**GIVEN TASK:**
Repeat word for word the stretch of the football team weight problem below from "(b) If your" through "on YOUR website!".

**PAGE EXCERPT:**
↓
SOLUTION: In university’s football team average weight of players is around (60 + α) kg, and the standard deviation is 4.37 lbs. Assuming heights are normally distributed (a) What perce

Question 1185548: In university’s football team average weight of players is around (60 + α) kg, and the standard
deviation is 4.37 lbs. Assuming heights are normally distributed
(a) What percentage of players are heavier than 70 kg?
(b) If your favorite player is within the heaviest (α+12)% of all players, what can his weight be?
Answer by CPhill(1987) (Show Source): You can put this solution on YOUR website!
Here's how to solve this problem:
**(a) Percentage of players heavier than 70 kg:**
1. **Convert units:** The standard deviation is given in pounds, but the weight we're interested in is in kilograms. We need to convert either the standard deviation to kilograms or the weight to pounds. Since α is given in kg, and the mean is in kg, we'll convert the standard deviation to kg. 1 lb is approximately equal to 0.453592 kg. So, the standard deviation in kg is 4.37 lbs * 0.453592 kg/lb ≈ 1.98 kg.
↑
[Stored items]
↓
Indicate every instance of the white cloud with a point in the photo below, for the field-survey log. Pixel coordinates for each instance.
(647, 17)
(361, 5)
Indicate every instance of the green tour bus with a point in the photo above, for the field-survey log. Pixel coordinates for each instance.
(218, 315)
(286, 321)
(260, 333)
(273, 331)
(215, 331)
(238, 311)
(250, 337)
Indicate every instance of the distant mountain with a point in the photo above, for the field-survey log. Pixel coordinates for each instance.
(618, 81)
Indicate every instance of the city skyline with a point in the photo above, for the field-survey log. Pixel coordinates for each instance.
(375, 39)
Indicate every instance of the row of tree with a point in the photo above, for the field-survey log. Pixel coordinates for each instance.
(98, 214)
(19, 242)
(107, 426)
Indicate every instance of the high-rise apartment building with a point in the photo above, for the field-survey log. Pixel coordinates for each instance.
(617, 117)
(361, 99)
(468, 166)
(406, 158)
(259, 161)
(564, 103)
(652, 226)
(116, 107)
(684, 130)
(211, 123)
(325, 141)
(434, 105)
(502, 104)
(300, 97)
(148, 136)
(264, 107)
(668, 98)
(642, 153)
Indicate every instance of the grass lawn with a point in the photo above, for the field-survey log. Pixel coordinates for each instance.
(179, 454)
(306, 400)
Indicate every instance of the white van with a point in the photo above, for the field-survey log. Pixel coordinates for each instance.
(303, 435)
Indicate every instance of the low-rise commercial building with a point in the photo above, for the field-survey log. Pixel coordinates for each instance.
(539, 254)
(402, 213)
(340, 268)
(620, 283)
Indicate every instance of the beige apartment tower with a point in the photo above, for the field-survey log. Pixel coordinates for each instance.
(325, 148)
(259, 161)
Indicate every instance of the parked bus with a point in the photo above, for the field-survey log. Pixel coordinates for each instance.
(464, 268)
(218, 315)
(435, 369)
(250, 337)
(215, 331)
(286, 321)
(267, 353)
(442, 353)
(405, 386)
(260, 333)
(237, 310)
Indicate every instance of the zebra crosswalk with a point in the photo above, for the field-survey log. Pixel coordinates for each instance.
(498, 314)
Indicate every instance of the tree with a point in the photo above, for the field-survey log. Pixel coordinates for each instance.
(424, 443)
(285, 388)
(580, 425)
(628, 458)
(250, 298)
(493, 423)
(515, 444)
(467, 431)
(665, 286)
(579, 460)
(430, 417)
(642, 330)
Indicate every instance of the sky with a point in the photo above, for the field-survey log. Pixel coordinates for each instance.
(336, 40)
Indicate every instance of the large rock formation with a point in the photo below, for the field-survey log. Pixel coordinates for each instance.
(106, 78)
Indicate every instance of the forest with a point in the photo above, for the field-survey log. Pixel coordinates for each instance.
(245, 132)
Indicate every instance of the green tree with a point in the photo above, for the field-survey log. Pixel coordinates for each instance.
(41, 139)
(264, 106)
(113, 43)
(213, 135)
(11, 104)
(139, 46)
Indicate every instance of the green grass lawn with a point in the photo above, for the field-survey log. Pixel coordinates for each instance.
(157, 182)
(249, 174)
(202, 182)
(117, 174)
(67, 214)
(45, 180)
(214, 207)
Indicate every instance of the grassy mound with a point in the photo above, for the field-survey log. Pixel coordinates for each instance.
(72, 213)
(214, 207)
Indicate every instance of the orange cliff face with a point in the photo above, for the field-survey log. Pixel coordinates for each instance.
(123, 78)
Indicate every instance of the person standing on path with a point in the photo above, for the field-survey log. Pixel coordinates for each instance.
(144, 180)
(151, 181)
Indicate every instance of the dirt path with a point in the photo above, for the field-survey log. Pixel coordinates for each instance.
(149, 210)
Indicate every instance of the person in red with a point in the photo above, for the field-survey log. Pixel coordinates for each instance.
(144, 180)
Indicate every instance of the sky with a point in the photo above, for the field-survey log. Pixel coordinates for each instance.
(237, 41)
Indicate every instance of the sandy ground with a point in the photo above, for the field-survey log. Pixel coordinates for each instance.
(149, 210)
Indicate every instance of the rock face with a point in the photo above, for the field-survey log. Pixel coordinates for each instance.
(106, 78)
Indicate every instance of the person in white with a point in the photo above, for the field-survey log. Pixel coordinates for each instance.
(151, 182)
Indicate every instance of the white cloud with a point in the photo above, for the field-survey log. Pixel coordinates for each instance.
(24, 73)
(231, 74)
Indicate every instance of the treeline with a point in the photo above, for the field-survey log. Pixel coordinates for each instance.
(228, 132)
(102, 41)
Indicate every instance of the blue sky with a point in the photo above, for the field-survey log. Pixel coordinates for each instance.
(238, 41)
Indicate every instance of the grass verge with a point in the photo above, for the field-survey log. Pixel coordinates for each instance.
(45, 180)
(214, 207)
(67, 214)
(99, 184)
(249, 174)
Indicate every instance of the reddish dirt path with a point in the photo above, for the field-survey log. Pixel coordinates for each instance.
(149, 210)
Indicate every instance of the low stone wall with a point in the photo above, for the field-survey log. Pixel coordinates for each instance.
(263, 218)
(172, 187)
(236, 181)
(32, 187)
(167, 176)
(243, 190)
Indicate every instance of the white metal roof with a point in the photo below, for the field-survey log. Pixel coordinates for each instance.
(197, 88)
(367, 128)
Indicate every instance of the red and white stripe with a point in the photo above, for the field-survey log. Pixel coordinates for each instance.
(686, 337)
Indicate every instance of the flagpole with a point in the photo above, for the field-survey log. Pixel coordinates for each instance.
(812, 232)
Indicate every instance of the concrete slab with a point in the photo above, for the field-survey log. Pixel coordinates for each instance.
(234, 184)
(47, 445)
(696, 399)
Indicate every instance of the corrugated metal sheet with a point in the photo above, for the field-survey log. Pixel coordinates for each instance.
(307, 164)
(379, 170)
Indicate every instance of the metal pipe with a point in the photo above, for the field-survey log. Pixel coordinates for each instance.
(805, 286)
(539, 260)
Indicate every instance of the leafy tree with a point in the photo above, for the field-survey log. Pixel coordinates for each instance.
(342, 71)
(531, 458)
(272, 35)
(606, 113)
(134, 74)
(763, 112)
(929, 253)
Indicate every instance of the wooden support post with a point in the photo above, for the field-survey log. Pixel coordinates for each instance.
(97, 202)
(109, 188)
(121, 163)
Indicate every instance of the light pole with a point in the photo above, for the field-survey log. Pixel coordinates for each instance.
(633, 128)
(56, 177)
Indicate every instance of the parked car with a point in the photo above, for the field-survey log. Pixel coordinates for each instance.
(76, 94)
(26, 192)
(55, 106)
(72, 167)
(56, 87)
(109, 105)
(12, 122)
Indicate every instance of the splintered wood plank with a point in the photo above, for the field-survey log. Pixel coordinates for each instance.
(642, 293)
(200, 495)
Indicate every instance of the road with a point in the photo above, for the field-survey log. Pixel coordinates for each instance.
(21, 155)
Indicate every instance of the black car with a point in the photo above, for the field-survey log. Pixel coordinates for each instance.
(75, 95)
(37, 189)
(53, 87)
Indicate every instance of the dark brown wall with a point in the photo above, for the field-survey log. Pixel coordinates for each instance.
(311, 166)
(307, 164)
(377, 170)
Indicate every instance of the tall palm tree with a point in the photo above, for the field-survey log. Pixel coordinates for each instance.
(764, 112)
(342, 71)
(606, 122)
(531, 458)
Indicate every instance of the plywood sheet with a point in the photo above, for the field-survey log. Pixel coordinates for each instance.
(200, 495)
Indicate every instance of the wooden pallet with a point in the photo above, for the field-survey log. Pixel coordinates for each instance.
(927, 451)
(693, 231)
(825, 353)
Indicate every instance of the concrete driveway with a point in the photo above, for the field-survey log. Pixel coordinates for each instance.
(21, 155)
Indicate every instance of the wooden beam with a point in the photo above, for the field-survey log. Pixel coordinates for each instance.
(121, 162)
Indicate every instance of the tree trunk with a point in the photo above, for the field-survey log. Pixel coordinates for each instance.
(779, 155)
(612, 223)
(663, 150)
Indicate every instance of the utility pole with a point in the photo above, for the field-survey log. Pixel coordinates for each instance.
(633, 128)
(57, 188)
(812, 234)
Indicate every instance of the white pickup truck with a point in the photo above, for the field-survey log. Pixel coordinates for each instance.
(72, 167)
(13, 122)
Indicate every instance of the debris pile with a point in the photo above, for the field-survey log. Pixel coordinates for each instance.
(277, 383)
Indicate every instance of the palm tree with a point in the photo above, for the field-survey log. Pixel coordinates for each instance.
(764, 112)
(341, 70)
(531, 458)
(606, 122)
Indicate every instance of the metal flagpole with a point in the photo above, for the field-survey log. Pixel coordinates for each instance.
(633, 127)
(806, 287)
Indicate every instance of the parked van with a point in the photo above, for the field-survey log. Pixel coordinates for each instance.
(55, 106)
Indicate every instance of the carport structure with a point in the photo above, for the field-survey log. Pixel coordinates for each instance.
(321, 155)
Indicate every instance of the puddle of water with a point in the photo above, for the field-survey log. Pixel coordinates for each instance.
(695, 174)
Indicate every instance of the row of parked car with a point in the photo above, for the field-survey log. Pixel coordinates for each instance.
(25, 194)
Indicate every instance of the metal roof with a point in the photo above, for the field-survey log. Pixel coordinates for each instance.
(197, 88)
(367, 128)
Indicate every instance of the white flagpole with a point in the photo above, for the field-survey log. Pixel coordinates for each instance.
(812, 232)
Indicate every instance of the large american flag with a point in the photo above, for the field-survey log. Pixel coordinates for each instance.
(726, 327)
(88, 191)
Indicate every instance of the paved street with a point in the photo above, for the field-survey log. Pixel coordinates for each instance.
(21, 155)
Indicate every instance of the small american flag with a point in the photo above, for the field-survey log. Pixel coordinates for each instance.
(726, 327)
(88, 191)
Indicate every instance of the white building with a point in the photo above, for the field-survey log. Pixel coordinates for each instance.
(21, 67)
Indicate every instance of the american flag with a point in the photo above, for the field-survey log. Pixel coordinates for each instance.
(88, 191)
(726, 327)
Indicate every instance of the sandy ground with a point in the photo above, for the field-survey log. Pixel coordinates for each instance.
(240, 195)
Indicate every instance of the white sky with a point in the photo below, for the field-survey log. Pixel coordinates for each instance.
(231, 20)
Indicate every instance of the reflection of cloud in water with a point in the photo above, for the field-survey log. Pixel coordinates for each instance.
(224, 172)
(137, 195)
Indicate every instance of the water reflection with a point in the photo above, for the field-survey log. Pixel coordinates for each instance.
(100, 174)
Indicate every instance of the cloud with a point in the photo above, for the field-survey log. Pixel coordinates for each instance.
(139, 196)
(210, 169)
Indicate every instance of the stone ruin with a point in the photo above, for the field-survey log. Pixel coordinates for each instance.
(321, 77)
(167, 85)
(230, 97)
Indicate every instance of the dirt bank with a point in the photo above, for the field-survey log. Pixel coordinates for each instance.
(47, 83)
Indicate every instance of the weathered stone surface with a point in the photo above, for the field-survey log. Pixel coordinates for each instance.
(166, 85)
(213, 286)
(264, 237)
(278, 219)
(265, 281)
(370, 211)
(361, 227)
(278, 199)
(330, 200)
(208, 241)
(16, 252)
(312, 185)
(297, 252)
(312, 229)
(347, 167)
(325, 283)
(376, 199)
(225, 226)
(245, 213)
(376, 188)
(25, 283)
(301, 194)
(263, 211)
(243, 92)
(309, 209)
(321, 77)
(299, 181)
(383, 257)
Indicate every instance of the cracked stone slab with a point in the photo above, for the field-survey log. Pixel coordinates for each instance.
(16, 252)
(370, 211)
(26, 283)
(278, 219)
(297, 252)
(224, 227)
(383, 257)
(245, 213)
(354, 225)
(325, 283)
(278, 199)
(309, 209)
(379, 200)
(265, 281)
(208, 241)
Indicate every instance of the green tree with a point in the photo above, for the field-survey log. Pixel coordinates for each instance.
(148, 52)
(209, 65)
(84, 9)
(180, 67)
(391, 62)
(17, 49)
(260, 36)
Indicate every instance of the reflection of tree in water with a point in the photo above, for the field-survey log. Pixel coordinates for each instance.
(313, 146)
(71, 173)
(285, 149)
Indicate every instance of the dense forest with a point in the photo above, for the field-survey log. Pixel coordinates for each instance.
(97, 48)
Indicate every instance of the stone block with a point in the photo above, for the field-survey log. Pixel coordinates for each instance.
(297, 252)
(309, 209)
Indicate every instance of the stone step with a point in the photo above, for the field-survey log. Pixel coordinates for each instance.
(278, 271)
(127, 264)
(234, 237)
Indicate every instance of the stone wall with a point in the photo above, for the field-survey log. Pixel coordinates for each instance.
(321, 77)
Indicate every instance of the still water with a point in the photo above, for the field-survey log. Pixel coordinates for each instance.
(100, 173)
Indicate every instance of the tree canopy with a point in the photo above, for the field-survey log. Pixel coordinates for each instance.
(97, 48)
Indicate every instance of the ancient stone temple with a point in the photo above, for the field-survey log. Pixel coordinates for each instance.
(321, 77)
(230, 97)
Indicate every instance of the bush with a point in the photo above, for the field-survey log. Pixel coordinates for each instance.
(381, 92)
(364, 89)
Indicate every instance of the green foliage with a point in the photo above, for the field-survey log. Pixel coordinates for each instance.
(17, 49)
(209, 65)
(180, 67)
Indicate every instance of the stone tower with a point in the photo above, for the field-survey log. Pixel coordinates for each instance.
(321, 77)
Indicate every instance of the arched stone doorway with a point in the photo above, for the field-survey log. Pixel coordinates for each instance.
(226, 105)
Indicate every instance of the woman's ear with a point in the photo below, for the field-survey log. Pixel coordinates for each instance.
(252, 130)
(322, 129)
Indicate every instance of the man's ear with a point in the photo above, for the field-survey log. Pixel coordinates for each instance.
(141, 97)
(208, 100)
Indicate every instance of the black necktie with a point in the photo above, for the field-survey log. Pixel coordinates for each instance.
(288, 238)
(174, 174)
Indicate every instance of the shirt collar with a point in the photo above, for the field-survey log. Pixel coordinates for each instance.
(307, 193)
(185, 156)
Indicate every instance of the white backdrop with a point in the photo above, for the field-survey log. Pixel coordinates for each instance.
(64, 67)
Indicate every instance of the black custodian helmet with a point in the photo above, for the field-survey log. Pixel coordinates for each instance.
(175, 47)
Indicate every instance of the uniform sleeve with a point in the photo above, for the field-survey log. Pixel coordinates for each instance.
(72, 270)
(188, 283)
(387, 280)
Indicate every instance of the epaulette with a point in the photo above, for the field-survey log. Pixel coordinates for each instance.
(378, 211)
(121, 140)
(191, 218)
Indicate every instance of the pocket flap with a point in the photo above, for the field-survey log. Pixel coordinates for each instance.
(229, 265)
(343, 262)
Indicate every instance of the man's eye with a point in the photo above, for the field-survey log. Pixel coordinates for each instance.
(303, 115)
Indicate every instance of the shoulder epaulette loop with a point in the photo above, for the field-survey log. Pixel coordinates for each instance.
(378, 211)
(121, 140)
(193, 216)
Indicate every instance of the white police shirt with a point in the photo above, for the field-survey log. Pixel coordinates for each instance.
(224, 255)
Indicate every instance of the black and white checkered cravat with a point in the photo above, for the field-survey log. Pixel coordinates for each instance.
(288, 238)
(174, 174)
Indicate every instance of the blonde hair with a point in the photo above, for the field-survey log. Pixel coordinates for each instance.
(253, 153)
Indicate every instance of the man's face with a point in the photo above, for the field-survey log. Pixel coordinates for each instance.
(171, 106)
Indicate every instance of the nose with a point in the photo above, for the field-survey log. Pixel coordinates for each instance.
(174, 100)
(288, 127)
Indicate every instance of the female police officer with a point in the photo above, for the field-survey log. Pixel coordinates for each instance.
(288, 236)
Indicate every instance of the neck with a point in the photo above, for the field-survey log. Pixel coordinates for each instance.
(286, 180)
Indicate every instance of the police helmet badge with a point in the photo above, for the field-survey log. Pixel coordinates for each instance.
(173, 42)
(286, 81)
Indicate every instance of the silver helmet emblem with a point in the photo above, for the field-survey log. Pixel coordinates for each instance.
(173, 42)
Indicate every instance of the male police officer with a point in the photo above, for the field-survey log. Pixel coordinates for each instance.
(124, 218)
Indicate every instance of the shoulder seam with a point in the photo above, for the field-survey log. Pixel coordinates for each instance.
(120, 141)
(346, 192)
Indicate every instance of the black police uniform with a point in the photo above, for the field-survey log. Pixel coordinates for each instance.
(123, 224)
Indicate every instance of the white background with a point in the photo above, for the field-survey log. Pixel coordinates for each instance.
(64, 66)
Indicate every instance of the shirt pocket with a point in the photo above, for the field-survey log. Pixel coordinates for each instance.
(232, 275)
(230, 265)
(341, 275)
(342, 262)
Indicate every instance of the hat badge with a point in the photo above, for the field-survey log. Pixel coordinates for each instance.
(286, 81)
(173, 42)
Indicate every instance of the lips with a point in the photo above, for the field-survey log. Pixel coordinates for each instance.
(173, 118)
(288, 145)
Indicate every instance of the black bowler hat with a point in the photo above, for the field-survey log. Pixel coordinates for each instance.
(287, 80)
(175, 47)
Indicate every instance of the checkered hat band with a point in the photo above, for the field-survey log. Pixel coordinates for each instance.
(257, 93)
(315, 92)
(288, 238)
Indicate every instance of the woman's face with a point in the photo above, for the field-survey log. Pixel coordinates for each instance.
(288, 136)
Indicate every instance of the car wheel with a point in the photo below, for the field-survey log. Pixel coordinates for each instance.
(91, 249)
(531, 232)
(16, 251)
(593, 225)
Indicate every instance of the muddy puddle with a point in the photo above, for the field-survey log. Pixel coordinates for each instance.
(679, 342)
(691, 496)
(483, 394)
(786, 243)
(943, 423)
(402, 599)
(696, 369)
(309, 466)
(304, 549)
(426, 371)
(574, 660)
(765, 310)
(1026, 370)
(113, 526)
↑
**IN RESPONSE:**
(b) If your favorite player is within the heaviest (α+12)% of all players, what can his weight be?
Answer by CPhill(1987) (Show Source): You can put this solution on YOUR website!